(06-08-2014, 15:46)blessed88 Wrote: I have type 2 tubular breasts. I went to see a plastic surgeon the other day, to learn more about just fixing the shape and potentially fat transfer. The whole consultation was very depressing, after being groped and felt like an animal, the entire time he would mention the word "deformity"and that it was hard to fix without implants.
At one point I burst into tears and started crying my eyes out. I felt like s**t, not a like a real woman. I was not sad, just mad that I have this condition. I was so bitter the entire day, could not look at other women, hated men and their infatuation with boobs, did not want to talk to anyone.
I don't know if I can solve this without surgery. I am noogling as I am typing this, so I haven't given up just yet. And the journey continues...
Hang in there!! I have not been to the surgeon, but i was highly thinking about it recently. Though I know what they would say- that i have the same "deformity." I don't now what "type" it is, but i know that i do not like it. I have never felt womanly, and so I hear yah!! But, i got my herbs, and am waiting on my noogle to come. We're in this together. Try massage, focusing on the areas that have the least amount of breast tissue growth. That's what i am doing anyways. I have been doing a routine now for just under a week only, and i have already felt light tingles as well as little boobie pains last night while trying to fall asleep. I don't normally feel these things, so its gotta be the routine. I think this can happen for you too!! we're supposed to be growing more breast tissue with the noogle and herbs, which in and of itself should really change things...just might have to be patient. I really think the massage is where it is at. mix a potent herb with a good carrier oil like pure coconut, and give a good massage a couple times a day, then put a sports bra on and let the heat soak everything in. Take a nice hot shower after the massage.
Just know you're totally not alone!!

• _PROVIDED INFORMATION_
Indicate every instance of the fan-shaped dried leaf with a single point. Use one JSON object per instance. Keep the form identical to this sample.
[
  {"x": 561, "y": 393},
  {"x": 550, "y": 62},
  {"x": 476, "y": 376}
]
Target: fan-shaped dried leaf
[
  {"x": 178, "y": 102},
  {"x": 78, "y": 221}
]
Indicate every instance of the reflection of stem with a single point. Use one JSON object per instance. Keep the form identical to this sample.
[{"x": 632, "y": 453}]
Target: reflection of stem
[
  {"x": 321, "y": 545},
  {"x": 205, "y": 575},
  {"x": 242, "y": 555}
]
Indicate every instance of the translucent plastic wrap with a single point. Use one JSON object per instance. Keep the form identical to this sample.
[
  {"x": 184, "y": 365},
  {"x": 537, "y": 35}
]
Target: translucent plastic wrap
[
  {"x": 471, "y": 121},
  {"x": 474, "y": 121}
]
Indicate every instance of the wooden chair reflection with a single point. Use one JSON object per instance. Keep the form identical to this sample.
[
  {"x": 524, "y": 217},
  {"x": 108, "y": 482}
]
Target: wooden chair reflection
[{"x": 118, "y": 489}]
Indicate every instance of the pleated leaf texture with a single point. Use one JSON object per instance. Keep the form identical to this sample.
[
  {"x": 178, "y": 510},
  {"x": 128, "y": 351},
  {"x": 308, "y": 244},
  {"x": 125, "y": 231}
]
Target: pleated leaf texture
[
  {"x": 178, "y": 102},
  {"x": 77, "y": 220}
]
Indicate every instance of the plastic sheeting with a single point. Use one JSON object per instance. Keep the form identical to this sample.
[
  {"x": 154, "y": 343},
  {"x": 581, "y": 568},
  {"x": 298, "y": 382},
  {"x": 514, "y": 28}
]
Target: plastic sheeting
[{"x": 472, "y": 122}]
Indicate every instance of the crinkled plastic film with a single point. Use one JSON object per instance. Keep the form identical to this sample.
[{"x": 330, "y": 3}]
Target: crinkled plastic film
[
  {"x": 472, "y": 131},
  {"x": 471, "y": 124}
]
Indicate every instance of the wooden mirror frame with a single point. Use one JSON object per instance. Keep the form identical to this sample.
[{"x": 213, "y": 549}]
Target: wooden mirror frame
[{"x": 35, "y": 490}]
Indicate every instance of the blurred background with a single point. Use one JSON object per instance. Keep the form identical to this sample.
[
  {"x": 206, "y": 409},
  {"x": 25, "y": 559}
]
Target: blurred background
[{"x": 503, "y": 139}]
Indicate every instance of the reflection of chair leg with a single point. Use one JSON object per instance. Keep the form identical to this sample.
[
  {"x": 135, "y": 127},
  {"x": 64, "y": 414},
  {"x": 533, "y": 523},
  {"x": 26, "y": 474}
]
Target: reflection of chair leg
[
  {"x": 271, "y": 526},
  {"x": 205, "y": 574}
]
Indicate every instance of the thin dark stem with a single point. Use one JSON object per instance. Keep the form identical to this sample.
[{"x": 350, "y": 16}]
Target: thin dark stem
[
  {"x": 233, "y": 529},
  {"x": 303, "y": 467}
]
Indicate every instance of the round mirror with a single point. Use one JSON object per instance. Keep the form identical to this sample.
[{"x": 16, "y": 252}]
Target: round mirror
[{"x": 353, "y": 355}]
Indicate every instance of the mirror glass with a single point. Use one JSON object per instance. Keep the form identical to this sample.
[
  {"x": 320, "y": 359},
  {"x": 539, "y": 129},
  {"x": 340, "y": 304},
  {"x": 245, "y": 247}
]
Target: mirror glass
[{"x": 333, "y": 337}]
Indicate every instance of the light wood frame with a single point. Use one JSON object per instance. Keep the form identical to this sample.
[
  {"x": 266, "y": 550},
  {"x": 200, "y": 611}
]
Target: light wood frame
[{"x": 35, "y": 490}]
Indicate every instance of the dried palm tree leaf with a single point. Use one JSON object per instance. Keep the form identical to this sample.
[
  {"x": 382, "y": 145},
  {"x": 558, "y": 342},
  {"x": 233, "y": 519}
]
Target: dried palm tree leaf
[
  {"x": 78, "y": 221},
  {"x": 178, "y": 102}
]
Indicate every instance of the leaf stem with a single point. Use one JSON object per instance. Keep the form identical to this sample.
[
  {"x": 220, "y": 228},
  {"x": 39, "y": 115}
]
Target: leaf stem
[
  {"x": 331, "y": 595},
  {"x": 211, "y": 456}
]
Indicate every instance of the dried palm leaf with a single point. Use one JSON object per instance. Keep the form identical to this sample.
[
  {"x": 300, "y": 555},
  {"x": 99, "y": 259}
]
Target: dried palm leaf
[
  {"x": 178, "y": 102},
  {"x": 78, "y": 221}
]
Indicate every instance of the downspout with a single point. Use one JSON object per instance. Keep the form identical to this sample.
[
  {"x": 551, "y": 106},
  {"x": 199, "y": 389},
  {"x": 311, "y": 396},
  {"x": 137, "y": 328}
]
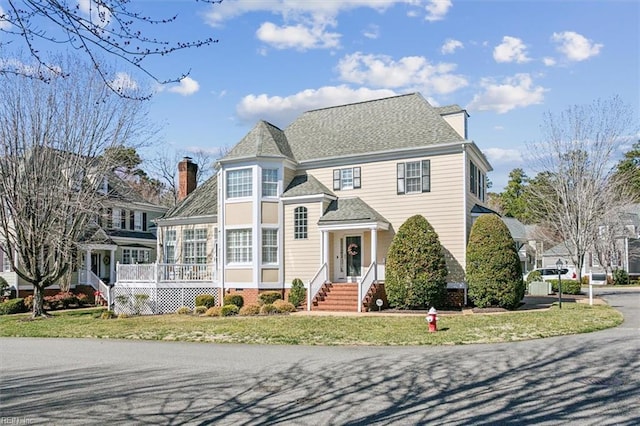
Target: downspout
[{"x": 464, "y": 217}]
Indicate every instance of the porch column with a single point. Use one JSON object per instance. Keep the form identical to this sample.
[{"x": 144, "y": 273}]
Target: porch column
[
  {"x": 88, "y": 266},
  {"x": 325, "y": 253},
  {"x": 374, "y": 251},
  {"x": 112, "y": 266}
]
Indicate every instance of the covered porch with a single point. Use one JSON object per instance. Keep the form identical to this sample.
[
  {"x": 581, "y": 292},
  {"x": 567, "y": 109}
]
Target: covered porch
[{"x": 355, "y": 240}]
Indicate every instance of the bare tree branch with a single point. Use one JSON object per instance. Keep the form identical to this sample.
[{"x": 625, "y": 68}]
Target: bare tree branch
[
  {"x": 53, "y": 139},
  {"x": 576, "y": 158},
  {"x": 111, "y": 27}
]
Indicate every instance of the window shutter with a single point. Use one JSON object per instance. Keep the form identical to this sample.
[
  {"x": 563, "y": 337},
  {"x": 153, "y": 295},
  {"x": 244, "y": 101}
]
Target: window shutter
[
  {"x": 426, "y": 175},
  {"x": 357, "y": 182},
  {"x": 400, "y": 178}
]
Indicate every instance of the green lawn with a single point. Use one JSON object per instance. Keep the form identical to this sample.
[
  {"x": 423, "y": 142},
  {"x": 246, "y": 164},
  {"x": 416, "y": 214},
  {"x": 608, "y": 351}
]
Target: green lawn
[{"x": 321, "y": 330}]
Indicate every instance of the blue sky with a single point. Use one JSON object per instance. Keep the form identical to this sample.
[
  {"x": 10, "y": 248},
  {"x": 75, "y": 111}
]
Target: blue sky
[{"x": 506, "y": 62}]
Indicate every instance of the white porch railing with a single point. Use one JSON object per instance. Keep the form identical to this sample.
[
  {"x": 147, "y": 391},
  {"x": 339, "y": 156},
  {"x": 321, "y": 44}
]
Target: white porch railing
[
  {"x": 165, "y": 272},
  {"x": 381, "y": 269},
  {"x": 316, "y": 283},
  {"x": 368, "y": 279}
]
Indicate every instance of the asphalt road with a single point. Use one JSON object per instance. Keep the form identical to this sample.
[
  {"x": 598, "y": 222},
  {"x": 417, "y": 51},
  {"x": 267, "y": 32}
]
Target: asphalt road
[{"x": 584, "y": 379}]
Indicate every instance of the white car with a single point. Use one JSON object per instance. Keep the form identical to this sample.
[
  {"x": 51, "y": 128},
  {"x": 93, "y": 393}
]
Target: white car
[{"x": 551, "y": 273}]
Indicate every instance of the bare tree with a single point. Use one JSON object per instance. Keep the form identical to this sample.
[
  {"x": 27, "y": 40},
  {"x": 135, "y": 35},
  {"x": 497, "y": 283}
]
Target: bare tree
[
  {"x": 577, "y": 156},
  {"x": 111, "y": 27},
  {"x": 610, "y": 240},
  {"x": 53, "y": 139}
]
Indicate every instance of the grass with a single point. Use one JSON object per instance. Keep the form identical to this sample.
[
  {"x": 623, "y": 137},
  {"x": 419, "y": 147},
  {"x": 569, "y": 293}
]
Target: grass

• _WHAT TO DO_
Please output a verbatim copy of the forum post beginning at the words that have "(06-08-2014, 15:46)blessed88 Wrote: I"; stop after "talk to anyone.". These records have no connection to the forum post.

• _TASK SOLUTION_
(06-08-2014, 15:46)blessed88 Wrote: I have type 2 tubular breasts. I went to see a plastic surgeon the other day, to learn more about just fixing the shape and potentially fat transfer. The whole consultation was very depressing, after being groped and felt like an animal, the entire time he would mention the word "deformity"and that it was hard to fix without implants.
At one point I burst into tears and started crying my eyes out. I felt like s**t, not a like a real woman. I was not sad, just mad that I have this condition. I was so bitter the entire day, could not look at other women, hated men and their infatuation with boobs, did not want to talk to anyone.